• _Input material_
________

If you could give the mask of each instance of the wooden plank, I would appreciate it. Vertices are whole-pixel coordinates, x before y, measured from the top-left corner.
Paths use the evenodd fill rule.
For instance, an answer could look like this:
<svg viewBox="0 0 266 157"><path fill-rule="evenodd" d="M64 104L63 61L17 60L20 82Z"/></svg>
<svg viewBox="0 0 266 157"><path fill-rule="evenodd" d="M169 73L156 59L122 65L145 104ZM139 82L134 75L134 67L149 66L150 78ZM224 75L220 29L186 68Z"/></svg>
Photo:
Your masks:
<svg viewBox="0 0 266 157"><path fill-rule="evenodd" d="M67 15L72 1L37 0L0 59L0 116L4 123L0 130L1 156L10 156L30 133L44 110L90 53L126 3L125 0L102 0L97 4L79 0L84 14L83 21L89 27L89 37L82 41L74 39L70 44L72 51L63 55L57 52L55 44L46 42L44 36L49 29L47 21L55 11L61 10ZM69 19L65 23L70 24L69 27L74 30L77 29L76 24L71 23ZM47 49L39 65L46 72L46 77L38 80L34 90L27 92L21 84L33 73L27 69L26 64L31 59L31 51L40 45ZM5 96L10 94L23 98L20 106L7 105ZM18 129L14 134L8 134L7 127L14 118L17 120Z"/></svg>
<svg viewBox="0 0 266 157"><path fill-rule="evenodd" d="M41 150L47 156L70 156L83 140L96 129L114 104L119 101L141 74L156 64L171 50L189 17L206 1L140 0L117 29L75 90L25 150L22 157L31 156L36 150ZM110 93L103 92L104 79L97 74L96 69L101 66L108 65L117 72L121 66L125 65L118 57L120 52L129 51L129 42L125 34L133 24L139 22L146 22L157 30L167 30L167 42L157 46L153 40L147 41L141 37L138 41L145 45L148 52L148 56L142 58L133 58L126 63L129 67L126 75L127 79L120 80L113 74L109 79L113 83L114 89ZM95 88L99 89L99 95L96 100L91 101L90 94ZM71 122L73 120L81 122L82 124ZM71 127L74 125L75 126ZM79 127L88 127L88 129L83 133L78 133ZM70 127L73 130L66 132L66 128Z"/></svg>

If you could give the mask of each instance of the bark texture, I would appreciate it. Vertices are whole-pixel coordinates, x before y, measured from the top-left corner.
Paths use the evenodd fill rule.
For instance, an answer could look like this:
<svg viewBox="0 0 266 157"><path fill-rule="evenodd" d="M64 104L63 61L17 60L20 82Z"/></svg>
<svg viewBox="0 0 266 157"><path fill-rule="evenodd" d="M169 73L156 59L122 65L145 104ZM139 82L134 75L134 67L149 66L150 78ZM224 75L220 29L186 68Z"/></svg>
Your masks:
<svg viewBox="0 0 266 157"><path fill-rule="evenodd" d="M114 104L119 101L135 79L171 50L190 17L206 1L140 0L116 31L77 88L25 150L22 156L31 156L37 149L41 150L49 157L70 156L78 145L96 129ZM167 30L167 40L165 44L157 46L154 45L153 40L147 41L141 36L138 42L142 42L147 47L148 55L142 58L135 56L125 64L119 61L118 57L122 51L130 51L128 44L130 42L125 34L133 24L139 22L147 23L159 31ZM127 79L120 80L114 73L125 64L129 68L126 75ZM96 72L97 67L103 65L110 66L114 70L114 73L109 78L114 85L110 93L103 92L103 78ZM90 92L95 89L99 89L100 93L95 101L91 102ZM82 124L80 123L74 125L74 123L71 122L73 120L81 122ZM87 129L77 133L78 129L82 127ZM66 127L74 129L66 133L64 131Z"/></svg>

________

• _Instructions for the task_
Please return every line of the material above that contains the word "each". Case counts.

• _Exercise result_
If you could give the mask of each instance of the wooden plank, I would appreciate it. Vertices are whole-pixel coordinates, x before y, measured from the top-left corner.
If you could give the mask of each instance of the bark texture, I would appreciate it. Vertices are whole-pixel coordinates, x before y, measured from the top-left corner.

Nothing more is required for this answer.